本文の一節 ▸
トムくんがLaQに集中しているとき、私は隣に座って製作中の『赤いハサミ』を指して、「これはなあに?」とたずねました。
トムくんは素知らぬふりをしていました。
次に、再びその赤いハサミを指して、「これはなあに? りんご?」と尋ね直すと、トムくんがクスッと笑いました。
トムくんの笑いに興味を覚えた私は、トムくんの作品に必要な色と明らかに異なるLaQをトムくんに手渡して、「これ?」「ちがう、ちがう?」と手振り
を交えて話しかけました。すると、トムくんは何か言いたそうに手をこぶしにして、「なおみせんせ~い、な~お~みせんせ~い!」と大きな声で繰り返し呼んで、何かを訴えようとしました。あまりの大声に驚いて、お母さんさんが近づいてくると、トムくんはいきいきとした様子で、何か話をしようとし続けました。
パニックや困惑で大きな声を出しているのではなく、内側に湧いてくる感情と、学んでいる何かが合致した感じ……そんな何ともいえないような知性のきらめきが、その時のトムくんから感じられました。

課題の目的 ▸ 本文のうち「次に、再びその赤いハサミを指」で始まり「か話をしようとし続けました。」で終わる部分を、「りんご」を「みかん」に変えて書き直してください。 資料は本文とは無関係です。

データソースの項目:
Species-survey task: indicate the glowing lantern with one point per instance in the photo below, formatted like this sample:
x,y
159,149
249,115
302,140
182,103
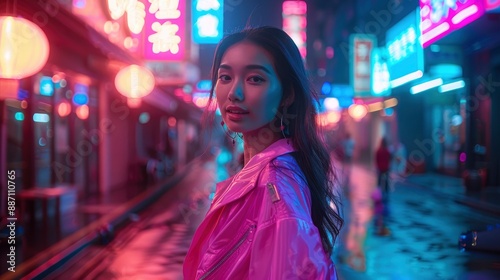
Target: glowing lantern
x,y
63,109
134,82
357,111
24,48
82,112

課題の解答 ▸
次に、再びその赤いハサミを指して、「これはなあに? みかん?」と尋ね直すと、トムくんがクスッと笑いました。
トムくんの笑いに興味を覚えた私は、トムくんの作品に必要な色と明らかに異なるLaQをトムくんに手渡して、「これ?」「ちがう、ちがう?」と手振り
を交えて話しかけました。すると、トムくんは何か言いたそうに手をこぶしにして、「なおみせんせ~い、な~お~みせんせ~い!」と大きな声で繰り返し呼んで、何かを訴えようとしました。あまりの大声に驚いて、お母さんさんが近づいてくると、トムくんはいきいきとした様子で、何か話をしようとし続けました。